> _Trecho selecionado_:
No Facebook, tudo é simultâneo. A imagem da montanha aparece entre um vídeo de receita e uma discussão política. O tempo da contemplação é atropelado pelo tempo da atualização. E, no entanto, há algo de profundamente humano nesse impulso de compartilhar. Talvez, ao postar a “Montanha Grávida”, alguém esteja tentando dizer: “olhem, ainda há beleza”.
Mas será que olhamos? Ou apenas passamos os olhos? A montanha pede pausa. O bebê pede silêncio. E o Facebook, com sua pressa, raramente concede isso.
A crônica da escultura é também a crônica da nossa relação com o mundo. Monsalve enfrentou sol, chuva e vento para dar forma à vida. Nós enfrentamos notificações, bolhas de opinião e desinformação. Ele esculpiu com pedra. Nós esculpimos com cliques.

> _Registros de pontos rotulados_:
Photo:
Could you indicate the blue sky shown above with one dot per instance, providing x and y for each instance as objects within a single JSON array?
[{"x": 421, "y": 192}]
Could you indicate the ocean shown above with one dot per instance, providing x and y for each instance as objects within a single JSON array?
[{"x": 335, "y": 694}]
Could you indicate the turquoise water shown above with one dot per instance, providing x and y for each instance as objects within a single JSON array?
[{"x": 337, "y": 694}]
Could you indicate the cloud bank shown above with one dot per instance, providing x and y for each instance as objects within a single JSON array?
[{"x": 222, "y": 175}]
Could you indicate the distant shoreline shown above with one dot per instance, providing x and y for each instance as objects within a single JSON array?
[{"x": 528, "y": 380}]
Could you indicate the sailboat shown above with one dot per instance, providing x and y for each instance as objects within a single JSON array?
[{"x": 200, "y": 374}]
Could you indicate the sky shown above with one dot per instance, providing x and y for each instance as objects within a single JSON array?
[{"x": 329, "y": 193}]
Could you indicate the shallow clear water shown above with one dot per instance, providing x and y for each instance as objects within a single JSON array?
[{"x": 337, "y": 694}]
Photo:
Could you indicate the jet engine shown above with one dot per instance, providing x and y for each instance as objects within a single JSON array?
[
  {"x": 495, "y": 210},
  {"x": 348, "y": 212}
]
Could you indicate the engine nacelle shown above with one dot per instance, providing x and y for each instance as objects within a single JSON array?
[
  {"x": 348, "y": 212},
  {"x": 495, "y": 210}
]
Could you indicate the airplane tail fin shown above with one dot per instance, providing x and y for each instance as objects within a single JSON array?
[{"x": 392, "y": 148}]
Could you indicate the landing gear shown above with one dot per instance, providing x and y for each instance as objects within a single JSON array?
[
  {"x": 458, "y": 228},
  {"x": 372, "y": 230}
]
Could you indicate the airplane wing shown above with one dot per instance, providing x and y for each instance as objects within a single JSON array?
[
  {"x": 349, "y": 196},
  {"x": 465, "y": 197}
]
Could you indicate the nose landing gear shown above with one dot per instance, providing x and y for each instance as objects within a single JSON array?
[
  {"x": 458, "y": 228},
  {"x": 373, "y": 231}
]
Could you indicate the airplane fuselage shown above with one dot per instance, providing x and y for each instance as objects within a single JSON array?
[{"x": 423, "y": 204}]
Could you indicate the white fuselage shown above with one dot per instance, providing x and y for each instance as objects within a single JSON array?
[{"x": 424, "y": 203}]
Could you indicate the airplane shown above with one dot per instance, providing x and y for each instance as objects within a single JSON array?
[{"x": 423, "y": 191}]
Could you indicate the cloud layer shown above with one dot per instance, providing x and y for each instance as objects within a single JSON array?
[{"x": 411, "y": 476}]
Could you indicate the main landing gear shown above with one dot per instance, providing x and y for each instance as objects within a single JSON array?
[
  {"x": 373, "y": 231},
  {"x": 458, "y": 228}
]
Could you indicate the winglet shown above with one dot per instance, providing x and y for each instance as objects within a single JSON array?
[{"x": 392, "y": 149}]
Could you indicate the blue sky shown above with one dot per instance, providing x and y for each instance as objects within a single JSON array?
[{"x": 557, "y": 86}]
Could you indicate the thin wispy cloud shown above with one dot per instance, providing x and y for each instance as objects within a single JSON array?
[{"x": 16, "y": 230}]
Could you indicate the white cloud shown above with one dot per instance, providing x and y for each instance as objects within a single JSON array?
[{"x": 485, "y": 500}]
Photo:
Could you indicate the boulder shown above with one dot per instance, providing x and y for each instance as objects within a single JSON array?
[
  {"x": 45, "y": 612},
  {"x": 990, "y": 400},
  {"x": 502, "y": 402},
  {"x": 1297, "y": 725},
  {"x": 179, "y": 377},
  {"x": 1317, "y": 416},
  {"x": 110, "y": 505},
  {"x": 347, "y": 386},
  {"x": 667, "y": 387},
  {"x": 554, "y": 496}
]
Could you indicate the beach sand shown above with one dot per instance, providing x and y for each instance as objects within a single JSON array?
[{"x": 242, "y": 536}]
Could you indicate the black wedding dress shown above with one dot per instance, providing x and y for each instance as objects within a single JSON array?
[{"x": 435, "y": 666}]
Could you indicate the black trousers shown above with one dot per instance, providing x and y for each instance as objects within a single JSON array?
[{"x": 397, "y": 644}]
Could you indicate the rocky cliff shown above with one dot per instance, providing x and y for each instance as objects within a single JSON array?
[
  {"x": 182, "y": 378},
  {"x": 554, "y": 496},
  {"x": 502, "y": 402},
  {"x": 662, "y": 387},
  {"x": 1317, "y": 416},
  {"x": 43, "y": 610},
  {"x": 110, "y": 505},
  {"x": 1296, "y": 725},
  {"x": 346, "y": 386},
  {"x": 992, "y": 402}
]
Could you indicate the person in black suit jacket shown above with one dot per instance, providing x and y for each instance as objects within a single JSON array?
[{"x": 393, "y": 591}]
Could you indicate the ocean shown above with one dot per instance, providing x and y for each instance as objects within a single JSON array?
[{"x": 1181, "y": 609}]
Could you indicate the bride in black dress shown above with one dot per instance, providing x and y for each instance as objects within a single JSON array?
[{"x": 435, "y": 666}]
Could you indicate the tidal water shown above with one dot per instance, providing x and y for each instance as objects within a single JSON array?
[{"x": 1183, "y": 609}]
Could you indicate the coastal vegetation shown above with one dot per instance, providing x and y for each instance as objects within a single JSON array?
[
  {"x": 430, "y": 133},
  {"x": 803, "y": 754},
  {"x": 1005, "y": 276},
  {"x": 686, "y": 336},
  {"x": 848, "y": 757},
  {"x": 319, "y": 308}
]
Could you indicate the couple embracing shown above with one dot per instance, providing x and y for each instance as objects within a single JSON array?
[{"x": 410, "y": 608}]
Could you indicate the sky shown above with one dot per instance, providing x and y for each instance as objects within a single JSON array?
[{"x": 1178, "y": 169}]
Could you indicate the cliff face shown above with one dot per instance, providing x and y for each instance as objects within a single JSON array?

> _Exigência da tarefa_: Segundo o trecho sobre a "Montanha Grávida", por que no Facebook o tempo da contemplação é atropelado? Explique em uma a três frases.

> _Resposta abaixo_: No Facebook tudo é simultâneo: a imagem da montanha aparece entre um vídeo de receita e uma discussão política. Assim, o tempo da atualização passa por cima do tempo da contemplação.